**YOUR TASK:**
Pull every line of the listing below into your answer verbatim, leaving out the pictures.

— Start —

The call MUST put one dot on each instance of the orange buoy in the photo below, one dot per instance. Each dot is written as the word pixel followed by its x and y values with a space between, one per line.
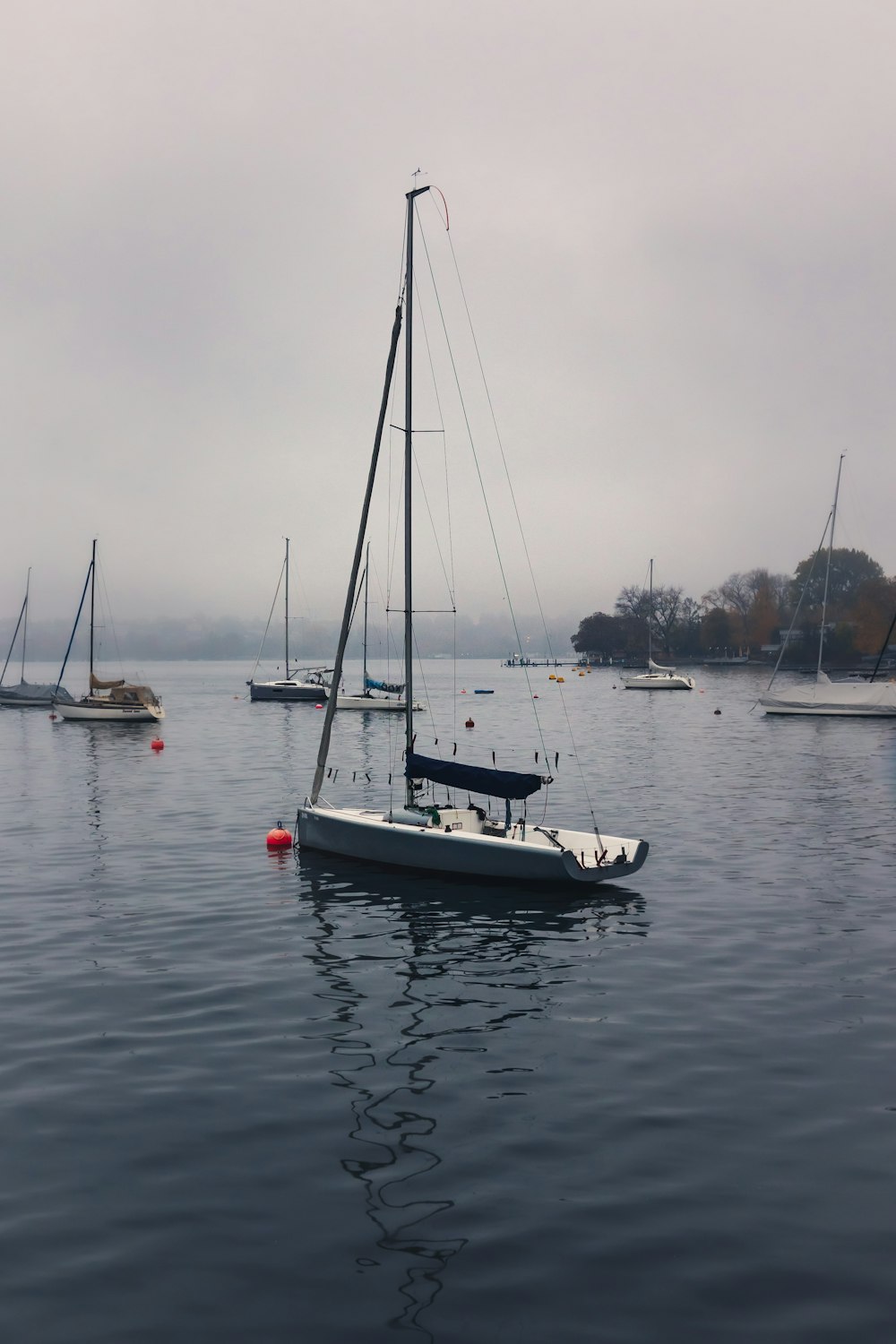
pixel 279 839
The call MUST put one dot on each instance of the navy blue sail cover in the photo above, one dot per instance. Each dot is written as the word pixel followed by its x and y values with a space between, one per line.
pixel 495 784
pixel 397 687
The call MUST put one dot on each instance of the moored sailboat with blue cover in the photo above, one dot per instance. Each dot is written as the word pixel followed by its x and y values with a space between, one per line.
pixel 443 838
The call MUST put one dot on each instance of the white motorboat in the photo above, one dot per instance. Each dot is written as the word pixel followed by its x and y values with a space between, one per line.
pixel 443 838
pixel 657 677
pixel 123 702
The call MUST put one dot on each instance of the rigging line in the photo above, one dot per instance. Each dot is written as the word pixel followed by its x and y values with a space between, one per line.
pixel 421 309
pixel 525 547
pixel 438 548
pixel 790 628
pixel 487 511
pixel 426 690
pixel 271 615
pixel 497 435
pixel 392 534
pixel 112 624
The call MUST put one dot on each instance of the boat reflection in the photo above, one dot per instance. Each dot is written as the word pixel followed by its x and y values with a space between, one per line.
pixel 409 1045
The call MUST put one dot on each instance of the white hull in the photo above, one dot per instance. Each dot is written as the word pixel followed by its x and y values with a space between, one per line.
pixel 836 699
pixel 289 691
pixel 659 682
pixel 85 711
pixel 373 703
pixel 530 857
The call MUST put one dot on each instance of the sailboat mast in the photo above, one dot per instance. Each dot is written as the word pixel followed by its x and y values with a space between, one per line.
pixel 831 547
pixel 93 590
pixel 650 621
pixel 287 620
pixel 24 628
pixel 409 478
pixel 367 577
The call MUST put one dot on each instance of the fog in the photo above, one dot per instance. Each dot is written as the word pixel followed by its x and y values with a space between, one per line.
pixel 673 223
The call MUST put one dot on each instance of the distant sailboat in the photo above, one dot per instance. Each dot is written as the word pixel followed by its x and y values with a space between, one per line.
pixel 290 688
pixel 447 839
pixel 657 677
pixel 375 696
pixel 831 699
pixel 27 695
pixel 124 702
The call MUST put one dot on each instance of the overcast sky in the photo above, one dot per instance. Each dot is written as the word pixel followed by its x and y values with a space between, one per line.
pixel 675 223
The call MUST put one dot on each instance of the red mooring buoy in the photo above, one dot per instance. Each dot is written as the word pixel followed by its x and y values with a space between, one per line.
pixel 279 839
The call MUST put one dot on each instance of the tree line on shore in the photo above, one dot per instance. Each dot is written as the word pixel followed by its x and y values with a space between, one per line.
pixel 753 610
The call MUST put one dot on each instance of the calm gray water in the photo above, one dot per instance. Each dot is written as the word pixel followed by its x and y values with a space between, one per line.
pixel 276 1098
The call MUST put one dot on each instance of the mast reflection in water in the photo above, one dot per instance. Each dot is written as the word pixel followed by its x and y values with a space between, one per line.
pixel 465 965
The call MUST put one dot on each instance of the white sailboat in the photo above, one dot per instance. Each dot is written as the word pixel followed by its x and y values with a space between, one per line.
pixel 124 702
pixel 446 839
pixel 869 699
pixel 657 677
pixel 375 696
pixel 292 687
pixel 27 695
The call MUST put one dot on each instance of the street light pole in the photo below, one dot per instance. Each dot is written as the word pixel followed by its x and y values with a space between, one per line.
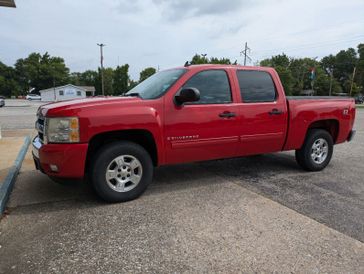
pixel 102 67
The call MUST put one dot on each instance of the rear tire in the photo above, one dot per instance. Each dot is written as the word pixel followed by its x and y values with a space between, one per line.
pixel 121 171
pixel 316 152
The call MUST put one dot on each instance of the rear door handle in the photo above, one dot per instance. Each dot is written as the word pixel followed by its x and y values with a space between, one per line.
pixel 227 114
pixel 275 112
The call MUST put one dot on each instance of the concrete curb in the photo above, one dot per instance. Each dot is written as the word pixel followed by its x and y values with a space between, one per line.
pixel 7 186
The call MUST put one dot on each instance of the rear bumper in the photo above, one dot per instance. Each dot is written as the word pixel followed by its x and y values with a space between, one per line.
pixel 70 159
pixel 351 135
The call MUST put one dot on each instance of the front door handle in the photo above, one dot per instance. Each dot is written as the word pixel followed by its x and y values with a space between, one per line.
pixel 227 114
pixel 275 111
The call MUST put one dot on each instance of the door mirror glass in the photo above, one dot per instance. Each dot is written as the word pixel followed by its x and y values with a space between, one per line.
pixel 186 95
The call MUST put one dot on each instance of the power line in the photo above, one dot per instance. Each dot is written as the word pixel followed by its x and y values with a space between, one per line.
pixel 102 67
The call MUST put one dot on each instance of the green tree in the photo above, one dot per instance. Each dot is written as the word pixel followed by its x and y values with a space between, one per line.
pixel 281 63
pixel 199 60
pixel 8 84
pixel 40 72
pixel 146 73
pixel 359 79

— End —

**RESULT OF THIS TASK:**
The call MUST put one dot on each instance of the orange buoy in the photo below, one dot per instance. Each dot is written as the word pixel followed by its x and y values with a space between, one per line.
pixel 279 839
The call MUST put one dot on each instance of the navy blue sail cover in the photo above, one dot per instance. Each dot is written as the word pixel followed by its x and y values with a space between, one per line.
pixel 495 784
pixel 397 687
The call MUST put one dot on each instance of the moored sailboat with blue cover in the photo above, one dot per instance. Each dot is written as the word pixel followed by its x and y values with a space between, one per line.
pixel 443 838
The call MUST put one dot on each instance of the white motorboat in the photo above, one dot per instance. Each dot is written as the word pixel followed by its x and y values with a space between, one per line.
pixel 443 838
pixel 657 677
pixel 123 702
The call MUST put one dot on each instance of the rigging line in the photo above, one dot per instance. Each dot is written as the word pixel followed by its x and y values with a space between, one per line.
pixel 421 309
pixel 525 547
pixel 438 548
pixel 790 628
pixel 487 511
pixel 426 690
pixel 271 615
pixel 497 435
pixel 392 534
pixel 112 624
The call MUST put one dot on each instance of the boat reflection in the photo above, one dot per instance. Each dot is written as the word pixel followed by its x and y values with a space between, one per line.
pixel 409 1045
The call MUST put one dot on each instance of the white hull in the photo above, one dot per instance. Each dot is written as the word pixel followed by its x and y values with a space between, one per line.
pixel 836 699
pixel 289 691
pixel 659 682
pixel 85 711
pixel 373 703
pixel 530 857
The call MUST put one dot on each instance of the sailboat mast in the photo above, one dot per instance. Each dot is written as the word pixel followed by its x and y values with a space between, one per line.
pixel 831 547
pixel 93 590
pixel 650 621
pixel 287 620
pixel 24 628
pixel 409 478
pixel 367 577
The call MUST put one dot on each instance of the fog in the photo above, one dot per instance. Each dot is written as the word pixel followed by its x and y values with a space between, one per line.
pixel 673 223
The call MUST put one dot on each instance of the distant sailboat in the photo above, one dot per instance. Each dot is written as the word pixel followed by its x and y values with a space between, one per line.
pixel 290 688
pixel 447 839
pixel 657 677
pixel 375 696
pixel 831 699
pixel 27 695
pixel 124 702
The call MUST put one dot on each instance of the overcast sky in the photo above, one dot per instance. Each dot is written as the word pixel followed by its x and y values with a space between, one per line.
pixel 675 223
The call MUST put one dot on each instance of the red mooring buoy in the photo above, one dot per instance. Each dot is written as the word pixel followed by its x and y values with a space between, one per line.
pixel 279 839
The call MUST put one dot on each instance of the tree line on shore in the photo above, one dot per instance. Each dot is written as the word pixel followed by its x and y values with a space between, one per line.
pixel 753 610
The call MUST put one dot on each instance of the calm gray water in the photo above, one dot per instance. Each dot is written as the word pixel followed by its x and y values with a space between, one per line.
pixel 276 1098
The call MUST put one dot on each instance of the mast reflection in water in the photo above, one dot per instance. Each dot is written as the word pixel followed by its x and y values with a space between, one per line.
pixel 465 965
The call MUST put one dot on each instance of the white sailboat in the photo above, one dot per instance. Each dot is written as the word pixel followed by its x and y values with a space between, one per line.
pixel 124 702
pixel 446 839
pixel 869 699
pixel 657 677
pixel 375 696
pixel 292 687
pixel 27 695
The call MUST put one dot on each instance of the street light pole in the photo below, one dot per instance. Each dot is written as the word pixel followed by its x and y values with a space between, one per line.
pixel 102 67
The call MUST put one dot on each instance of the rear tire in the photo above, one dot per instance. Each dot is written as the word pixel followed by its x and y values with a space between, one per line.
pixel 121 171
pixel 316 152
The call MUST put one dot on each instance of the rear door handle in the photo above, one dot per instance. Each dot is written as the word pixel followed by its x and y values with a space between, one per line.
pixel 227 114
pixel 275 112
The call MUST put one dot on each instance of the concrete curb in the photo above, one dot per instance. Each dot is written as the word pixel followed by its x and y values with a space between, one per line.
pixel 7 186
The call MUST put one dot on each instance of the rear bumper in the photo above, one dot per instance. Each dot is written as the word pixel followed by its x and y values with a space between, one per line.
pixel 70 159
pixel 351 135
The call MUST put one dot on each instance of the front door handle in the photo above, one dot per instance. Each dot is written as the word pixel followed by its x and y values with a space between, one per line.
pixel 227 114
pixel 275 111
The call MUST put one dot on each instance of the door mirror glass in the photo above, one dot per instance. Each dot is written as the word pixel followed by its x and y values with a space between, one per line.
pixel 186 95
The call MUST put one dot on each instance of the power line in the photo above, one dot per instance. Each dot is written as the word pixel followed by its x and y values with a space between, one per line.
pixel 102 67
The call MUST put one dot on each instance of the green tree in the photo above, one dot per instance. Each dot is written as the word pixel followed by its x and y values with a space between, one per line.
pixel 281 63
pixel 199 60
pixel 8 84
pixel 40 72
pixel 146 73
pixel 359 79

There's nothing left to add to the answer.